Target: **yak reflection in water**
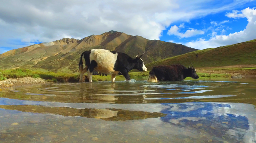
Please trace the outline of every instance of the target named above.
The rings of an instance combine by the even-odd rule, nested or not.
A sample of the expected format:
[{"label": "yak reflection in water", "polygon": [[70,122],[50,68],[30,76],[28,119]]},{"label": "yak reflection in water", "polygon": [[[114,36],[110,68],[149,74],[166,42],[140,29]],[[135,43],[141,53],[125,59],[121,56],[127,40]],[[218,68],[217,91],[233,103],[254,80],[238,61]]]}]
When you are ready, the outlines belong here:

* * * * * * * * *

Lay out every line of the entries above as a Markdown table with the columns Number and Text, numbering the rows in order. Skip blank lines and omit the pictures.

## ANSWER TO THIS PROBLEM:
| Number | Text |
|---|---|
| 1 | Target: **yak reflection in water** |
| 2 | Please trace the outline of every instance of the target named above. |
| 3 | The rings of an instance combine by the even-odd rule, nested or not. |
| 4 | A sample of the expected format: |
| 5 | [{"label": "yak reflection in water", "polygon": [[70,122],[50,68],[30,76],[28,119]]},{"label": "yak reflection in water", "polygon": [[[114,36],[110,68],[149,74],[166,42],[140,29]],[[135,43],[141,53],[125,59],[121,56],[127,40]],[[218,68],[217,91],[233,103],[254,80],[238,61]]]}] |
| 6 | When you are ready, the outlines belong here: |